(What the task asks): Please show each line from the items below that contains the word "bench", copied unchanged.

(A block of data)
-=-=-
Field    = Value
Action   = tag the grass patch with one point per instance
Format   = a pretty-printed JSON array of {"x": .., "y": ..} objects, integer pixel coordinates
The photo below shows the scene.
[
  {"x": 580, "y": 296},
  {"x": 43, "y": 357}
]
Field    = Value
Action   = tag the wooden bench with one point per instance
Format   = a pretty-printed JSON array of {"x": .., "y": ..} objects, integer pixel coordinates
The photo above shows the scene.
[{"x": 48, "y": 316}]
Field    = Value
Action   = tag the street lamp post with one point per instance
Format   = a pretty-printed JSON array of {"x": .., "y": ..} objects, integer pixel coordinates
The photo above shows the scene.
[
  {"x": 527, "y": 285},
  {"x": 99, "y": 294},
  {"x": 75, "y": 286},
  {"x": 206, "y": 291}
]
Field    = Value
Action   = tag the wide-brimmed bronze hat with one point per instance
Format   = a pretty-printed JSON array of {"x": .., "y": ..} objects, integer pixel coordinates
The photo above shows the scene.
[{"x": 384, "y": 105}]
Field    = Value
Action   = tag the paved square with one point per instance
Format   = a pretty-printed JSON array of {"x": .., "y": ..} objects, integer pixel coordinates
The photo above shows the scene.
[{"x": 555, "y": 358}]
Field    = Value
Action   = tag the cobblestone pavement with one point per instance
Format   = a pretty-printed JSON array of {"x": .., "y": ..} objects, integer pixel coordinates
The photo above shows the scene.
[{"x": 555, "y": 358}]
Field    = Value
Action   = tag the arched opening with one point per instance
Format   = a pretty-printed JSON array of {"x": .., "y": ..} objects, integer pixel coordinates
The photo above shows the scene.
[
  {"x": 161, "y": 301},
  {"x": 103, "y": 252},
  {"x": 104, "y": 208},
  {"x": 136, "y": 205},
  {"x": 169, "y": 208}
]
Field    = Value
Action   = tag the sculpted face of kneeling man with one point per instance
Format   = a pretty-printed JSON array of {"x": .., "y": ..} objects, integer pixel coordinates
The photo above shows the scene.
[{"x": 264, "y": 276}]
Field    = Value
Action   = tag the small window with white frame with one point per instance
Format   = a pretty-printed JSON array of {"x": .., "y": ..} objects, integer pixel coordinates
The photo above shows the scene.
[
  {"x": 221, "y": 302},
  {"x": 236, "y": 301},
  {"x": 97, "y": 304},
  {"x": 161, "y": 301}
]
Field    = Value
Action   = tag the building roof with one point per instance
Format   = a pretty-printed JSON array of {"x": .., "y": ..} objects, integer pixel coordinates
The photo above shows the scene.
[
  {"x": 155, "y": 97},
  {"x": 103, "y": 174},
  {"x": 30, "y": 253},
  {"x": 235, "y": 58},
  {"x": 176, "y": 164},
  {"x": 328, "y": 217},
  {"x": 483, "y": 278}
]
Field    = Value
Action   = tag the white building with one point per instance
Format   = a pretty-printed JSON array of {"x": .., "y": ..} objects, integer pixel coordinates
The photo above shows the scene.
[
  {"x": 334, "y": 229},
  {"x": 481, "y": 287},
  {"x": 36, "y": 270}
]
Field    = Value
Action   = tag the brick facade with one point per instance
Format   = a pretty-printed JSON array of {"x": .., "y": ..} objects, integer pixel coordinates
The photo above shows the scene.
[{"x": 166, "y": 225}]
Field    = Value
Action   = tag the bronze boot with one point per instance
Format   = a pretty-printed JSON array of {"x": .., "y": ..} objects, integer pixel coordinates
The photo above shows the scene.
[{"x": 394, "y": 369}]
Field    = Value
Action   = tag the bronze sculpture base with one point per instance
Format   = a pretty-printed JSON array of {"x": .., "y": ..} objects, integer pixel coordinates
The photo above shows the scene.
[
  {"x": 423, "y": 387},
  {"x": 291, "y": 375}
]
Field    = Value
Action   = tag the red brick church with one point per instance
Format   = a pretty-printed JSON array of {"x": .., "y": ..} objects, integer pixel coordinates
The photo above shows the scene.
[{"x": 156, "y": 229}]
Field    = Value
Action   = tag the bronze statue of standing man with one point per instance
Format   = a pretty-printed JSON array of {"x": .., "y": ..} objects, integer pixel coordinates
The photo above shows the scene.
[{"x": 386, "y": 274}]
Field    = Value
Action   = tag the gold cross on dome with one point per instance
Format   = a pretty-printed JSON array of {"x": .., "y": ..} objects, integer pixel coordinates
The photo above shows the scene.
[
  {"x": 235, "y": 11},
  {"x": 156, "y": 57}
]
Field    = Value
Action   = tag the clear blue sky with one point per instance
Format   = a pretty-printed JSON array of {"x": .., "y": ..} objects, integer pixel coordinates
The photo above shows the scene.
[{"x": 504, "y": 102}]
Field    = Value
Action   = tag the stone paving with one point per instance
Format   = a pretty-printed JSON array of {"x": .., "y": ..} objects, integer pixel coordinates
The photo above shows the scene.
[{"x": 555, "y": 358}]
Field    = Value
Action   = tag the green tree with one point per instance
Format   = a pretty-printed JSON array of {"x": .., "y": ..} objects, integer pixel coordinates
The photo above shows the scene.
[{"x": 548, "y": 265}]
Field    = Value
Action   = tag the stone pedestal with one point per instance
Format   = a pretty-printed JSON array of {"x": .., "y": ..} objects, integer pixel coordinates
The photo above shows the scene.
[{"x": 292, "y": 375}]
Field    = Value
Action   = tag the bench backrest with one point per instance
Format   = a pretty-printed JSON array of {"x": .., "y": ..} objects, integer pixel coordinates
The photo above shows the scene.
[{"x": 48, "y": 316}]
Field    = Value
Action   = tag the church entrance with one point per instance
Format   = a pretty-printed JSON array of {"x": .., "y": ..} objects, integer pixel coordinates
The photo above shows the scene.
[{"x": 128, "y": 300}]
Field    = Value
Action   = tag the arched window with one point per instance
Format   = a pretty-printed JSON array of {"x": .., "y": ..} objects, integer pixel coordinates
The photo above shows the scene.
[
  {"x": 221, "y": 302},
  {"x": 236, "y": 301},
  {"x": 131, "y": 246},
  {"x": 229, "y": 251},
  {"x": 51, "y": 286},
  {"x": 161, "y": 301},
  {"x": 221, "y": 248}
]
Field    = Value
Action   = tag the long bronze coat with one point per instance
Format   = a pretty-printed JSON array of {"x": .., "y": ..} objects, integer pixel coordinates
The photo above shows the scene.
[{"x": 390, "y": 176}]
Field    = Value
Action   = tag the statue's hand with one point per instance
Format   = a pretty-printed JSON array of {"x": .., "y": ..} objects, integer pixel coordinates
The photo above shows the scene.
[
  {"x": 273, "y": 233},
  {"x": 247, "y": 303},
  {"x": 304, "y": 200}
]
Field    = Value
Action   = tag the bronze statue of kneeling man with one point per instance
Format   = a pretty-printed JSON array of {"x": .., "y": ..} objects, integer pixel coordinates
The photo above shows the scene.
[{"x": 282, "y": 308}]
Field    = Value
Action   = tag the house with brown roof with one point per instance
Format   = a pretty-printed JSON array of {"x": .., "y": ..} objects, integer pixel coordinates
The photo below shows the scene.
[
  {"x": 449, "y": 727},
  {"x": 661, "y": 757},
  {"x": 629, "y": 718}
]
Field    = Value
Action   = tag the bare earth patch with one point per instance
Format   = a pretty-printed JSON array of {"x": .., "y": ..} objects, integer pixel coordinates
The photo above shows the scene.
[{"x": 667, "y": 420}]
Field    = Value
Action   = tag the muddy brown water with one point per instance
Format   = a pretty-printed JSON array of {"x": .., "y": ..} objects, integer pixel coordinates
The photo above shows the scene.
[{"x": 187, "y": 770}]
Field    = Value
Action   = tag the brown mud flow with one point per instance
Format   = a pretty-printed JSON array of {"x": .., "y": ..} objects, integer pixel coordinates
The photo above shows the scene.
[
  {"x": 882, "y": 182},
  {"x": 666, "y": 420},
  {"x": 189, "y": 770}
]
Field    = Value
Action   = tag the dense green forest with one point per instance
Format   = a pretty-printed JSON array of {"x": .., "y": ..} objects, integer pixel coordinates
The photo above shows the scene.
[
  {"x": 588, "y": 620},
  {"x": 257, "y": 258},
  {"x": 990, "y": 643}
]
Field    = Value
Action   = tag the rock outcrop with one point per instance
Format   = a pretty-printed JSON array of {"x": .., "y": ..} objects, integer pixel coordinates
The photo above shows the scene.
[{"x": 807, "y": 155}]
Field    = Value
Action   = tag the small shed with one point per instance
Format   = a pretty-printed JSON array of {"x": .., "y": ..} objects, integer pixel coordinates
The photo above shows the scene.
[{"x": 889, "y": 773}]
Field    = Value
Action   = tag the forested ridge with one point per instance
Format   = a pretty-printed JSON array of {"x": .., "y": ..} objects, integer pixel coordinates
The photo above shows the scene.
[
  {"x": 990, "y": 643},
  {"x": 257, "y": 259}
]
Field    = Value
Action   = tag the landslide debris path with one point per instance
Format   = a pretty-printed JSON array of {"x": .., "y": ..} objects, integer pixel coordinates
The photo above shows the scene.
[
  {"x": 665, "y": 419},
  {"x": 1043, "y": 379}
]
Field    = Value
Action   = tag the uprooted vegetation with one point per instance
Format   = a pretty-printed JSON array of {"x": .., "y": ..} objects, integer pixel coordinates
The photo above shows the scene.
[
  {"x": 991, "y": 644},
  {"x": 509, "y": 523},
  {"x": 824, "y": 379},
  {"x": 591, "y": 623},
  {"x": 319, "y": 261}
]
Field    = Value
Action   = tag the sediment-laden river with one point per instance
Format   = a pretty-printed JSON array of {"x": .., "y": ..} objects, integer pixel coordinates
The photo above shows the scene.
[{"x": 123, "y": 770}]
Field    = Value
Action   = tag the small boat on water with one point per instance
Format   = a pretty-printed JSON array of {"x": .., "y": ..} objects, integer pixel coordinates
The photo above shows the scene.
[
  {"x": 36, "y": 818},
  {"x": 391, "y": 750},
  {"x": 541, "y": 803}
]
-=-=-
(Full output):
Action   = tag the wooden bench with one point per instance
Action   = tag the bench backrest with one point per instance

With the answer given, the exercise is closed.